Prompt:
Reproduce every item below verbatim, omitting the pictures.
══ Supplied data
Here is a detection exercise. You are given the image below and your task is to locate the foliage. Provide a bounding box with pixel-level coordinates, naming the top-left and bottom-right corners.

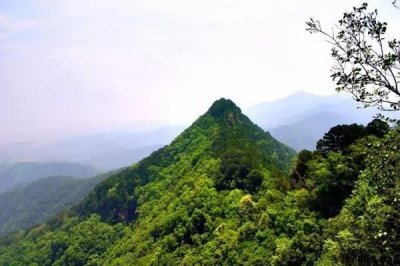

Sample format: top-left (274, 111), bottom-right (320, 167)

top-left (317, 124), bottom-right (367, 155)
top-left (307, 3), bottom-right (400, 110)
top-left (0, 171), bottom-right (118, 235)
top-left (0, 99), bottom-right (400, 265)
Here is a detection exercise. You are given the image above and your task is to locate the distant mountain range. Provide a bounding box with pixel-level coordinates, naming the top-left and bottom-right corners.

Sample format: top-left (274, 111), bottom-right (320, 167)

top-left (0, 162), bottom-right (100, 192)
top-left (0, 127), bottom-right (182, 170)
top-left (246, 91), bottom-right (398, 151)
top-left (0, 91), bottom-right (396, 166)
top-left (0, 170), bottom-right (121, 236)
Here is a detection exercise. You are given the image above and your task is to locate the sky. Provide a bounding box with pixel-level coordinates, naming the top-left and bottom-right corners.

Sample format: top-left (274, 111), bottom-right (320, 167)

top-left (0, 0), bottom-right (400, 144)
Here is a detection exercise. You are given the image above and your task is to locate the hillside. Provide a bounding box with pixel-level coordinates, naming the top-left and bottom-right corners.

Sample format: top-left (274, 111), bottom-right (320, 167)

top-left (246, 91), bottom-right (388, 151)
top-left (0, 99), bottom-right (295, 265)
top-left (0, 162), bottom-right (99, 192)
top-left (0, 125), bottom-right (182, 171)
top-left (0, 99), bottom-right (400, 266)
top-left (0, 171), bottom-right (123, 235)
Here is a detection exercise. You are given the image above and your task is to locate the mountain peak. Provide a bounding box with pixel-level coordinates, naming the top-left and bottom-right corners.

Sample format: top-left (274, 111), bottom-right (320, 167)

top-left (207, 98), bottom-right (242, 118)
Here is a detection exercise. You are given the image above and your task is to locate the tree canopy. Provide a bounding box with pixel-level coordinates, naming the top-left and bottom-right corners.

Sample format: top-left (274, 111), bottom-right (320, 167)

top-left (307, 1), bottom-right (400, 111)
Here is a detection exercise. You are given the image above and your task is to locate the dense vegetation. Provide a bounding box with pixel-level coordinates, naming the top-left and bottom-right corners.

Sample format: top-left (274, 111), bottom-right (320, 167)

top-left (0, 99), bottom-right (400, 265)
top-left (0, 171), bottom-right (122, 235)
top-left (0, 162), bottom-right (99, 192)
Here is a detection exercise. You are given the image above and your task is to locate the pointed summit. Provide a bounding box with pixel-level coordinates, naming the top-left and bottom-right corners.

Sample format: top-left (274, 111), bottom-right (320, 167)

top-left (79, 98), bottom-right (295, 222)
top-left (207, 98), bottom-right (242, 118)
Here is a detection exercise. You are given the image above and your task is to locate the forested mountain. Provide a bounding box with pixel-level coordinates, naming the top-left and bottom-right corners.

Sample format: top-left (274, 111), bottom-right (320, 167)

top-left (0, 170), bottom-right (121, 235)
top-left (246, 91), bottom-right (398, 151)
top-left (0, 162), bottom-right (99, 192)
top-left (0, 99), bottom-right (400, 266)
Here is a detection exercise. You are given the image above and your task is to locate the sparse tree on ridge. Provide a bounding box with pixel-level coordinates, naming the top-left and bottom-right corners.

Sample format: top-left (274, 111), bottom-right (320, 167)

top-left (307, 3), bottom-right (400, 111)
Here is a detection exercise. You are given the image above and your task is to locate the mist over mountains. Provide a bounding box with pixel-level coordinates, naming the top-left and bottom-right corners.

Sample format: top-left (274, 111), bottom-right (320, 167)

top-left (245, 91), bottom-right (392, 151)
top-left (0, 91), bottom-right (390, 171)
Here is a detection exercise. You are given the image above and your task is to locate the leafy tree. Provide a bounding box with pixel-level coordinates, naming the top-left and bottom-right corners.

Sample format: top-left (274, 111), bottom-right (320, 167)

top-left (307, 1), bottom-right (400, 111)
top-left (367, 118), bottom-right (390, 138)
top-left (317, 124), bottom-right (367, 156)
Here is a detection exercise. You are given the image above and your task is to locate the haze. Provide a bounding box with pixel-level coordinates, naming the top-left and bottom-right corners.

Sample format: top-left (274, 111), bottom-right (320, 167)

top-left (0, 0), bottom-right (400, 144)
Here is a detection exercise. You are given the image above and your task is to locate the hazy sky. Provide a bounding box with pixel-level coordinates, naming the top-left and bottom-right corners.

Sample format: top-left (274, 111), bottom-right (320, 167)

top-left (0, 0), bottom-right (400, 143)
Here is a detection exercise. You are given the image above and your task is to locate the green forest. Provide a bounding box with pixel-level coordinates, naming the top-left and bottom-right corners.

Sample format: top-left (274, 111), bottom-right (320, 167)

top-left (0, 99), bottom-right (400, 265)
top-left (0, 1), bottom-right (400, 266)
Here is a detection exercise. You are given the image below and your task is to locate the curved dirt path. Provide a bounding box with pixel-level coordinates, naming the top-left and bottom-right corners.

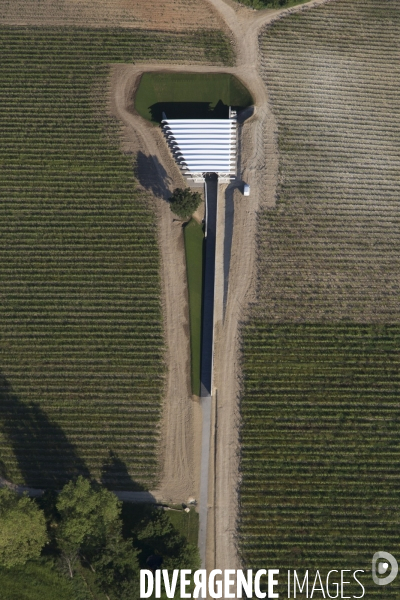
════
Result of the task:
Here is a detection exercise. You are given the image below and your task is to locate the foliage. Provide a bounding box with pixel-level coordinates, naming the top-left and bottom-right corners.


Sample format: top-left (274, 111), bottom-right (320, 167)

top-left (317, 124), bottom-right (367, 155)
top-left (307, 3), bottom-right (400, 110)
top-left (0, 171), bottom-right (118, 235)
top-left (0, 99), bottom-right (400, 265)
Here is a detection exercise. You are given the image above and your task is to locate the distant mountain range. Provide a bounding box with pixel-level coordinates, naming the top-left and bottom-right corners.

Sample format: top-left (274, 111), bottom-right (320, 167)

top-left (0, 162), bottom-right (100, 192)
top-left (0, 127), bottom-right (182, 170)
top-left (246, 91), bottom-right (398, 151)
top-left (0, 91), bottom-right (396, 166)
top-left (0, 170), bottom-right (121, 236)
Here is a detection exercise. You are given the image above and your task is to locate the sky. Provide a bounding box with pixel-level coordinates, naming the top-left and bottom-right corners.

Sample format: top-left (274, 111), bottom-right (320, 167)

top-left (0, 0), bottom-right (400, 144)
Here is a detection exercise. You are given the image above and your task is to locate the hillside. Provide a bounding box with pixel-level coordinates, naming the top-left and bottom-right corners.

Sample format: top-left (274, 111), bottom-right (320, 167)

top-left (246, 91), bottom-right (388, 151)
top-left (0, 99), bottom-right (295, 265)
top-left (0, 162), bottom-right (99, 192)
top-left (0, 125), bottom-right (182, 171)
top-left (0, 99), bottom-right (400, 266)
top-left (0, 171), bottom-right (123, 235)
Here is a detection exercise. You are given the image above and your task is to locate the mountain peak. Provide a bounding box with pixel-level coordinates, naming the top-left and bottom-right corners.

Sample format: top-left (274, 111), bottom-right (320, 167)

top-left (207, 98), bottom-right (242, 118)
Here is a detection exercise. You are given the image above and your task is to locate the tree canopy. Provide a bounding box with pixel-level coordinates, naming the top-left and bottom-right corners.

Sample format: top-left (274, 111), bottom-right (320, 167)

top-left (307, 1), bottom-right (400, 111)
Here is a detection exercise. You are given the image above and your task is to locate the dense vegetation. Provide a bounding box with pixel-level coordinates, naming the top-left and bottom-right corners.

Sample format: top-left (274, 111), bottom-right (320, 167)

top-left (0, 99), bottom-right (400, 265)
top-left (0, 171), bottom-right (122, 235)
top-left (0, 162), bottom-right (99, 192)
Here is a detection exercise. You are given the image above and your task is to locate the pointed summit. Provide a bounding box with pixel-level coordinates, naming the top-left and bottom-right corners.

Sample format: top-left (274, 111), bottom-right (320, 167)

top-left (79, 98), bottom-right (295, 222)
top-left (207, 98), bottom-right (242, 118)
Here is a detection exercise. You are given the image above and your task is to locate the forested mountain. Provide a bounding box with pixel-level coordinates, naming the top-left and bottom-right corners.

Sample format: top-left (274, 111), bottom-right (320, 167)

top-left (0, 170), bottom-right (121, 235)
top-left (246, 91), bottom-right (398, 151)
top-left (0, 162), bottom-right (99, 192)
top-left (0, 99), bottom-right (400, 266)
Here is a detection exercise. You are given the image above and your task is to locate the sparse tree on ridge. Provide a bounding box with pixel-level coordinates, naming the top-left and bottom-right corners.

Sample format: top-left (274, 111), bottom-right (320, 167)

top-left (307, 3), bottom-right (400, 111)
Here is a detection exercise. You are given the image above and your task is to locate the mist over mountains. Provide a bounding box with pixel-level coordinates, naming the top-left and bottom-right corners.

Sample format: top-left (274, 111), bottom-right (320, 167)

top-left (245, 91), bottom-right (392, 151)
top-left (0, 91), bottom-right (390, 171)
Here is a detection exercise. You are given the image above and your task is to locate the leafy tree. Provide a bounding box with pixel-level coordinates, naming the top-left and bottom-right corners.

Sample format: top-left (274, 111), bottom-right (320, 167)

top-left (307, 1), bottom-right (400, 111)
top-left (367, 118), bottom-right (390, 138)
top-left (317, 124), bottom-right (367, 156)
Here is a detection exercise. You are given the image above and your task is to locate the haze. Provide a bounding box with pixel-level coordinates, naming the top-left and bottom-right corners.

Sample format: top-left (274, 111), bottom-right (320, 167)

top-left (0, 0), bottom-right (400, 144)
Here is a detection exercise. You are given the image above and your task is to locate the hazy sky. Provide a bounding box with pixel-level coordinates, naming the top-left and bottom-right corners.

Sample format: top-left (274, 111), bottom-right (320, 167)

top-left (0, 0), bottom-right (400, 143)
Here is a detection exercise. You are given the image above and your task is to locate the green forest. Provide a bounding box with pixel-level coordinates, naming the top-left and bottom-right corners.

Sample format: top-left (274, 111), bottom-right (320, 167)

top-left (0, 99), bottom-right (400, 265)
top-left (0, 1), bottom-right (400, 266)
Here is a detection exercise. You are given the image below and your task is to locate the curved dirt path. Provide a bounding box with pixel-level coordinates, naming the top-left and bottom-right corners.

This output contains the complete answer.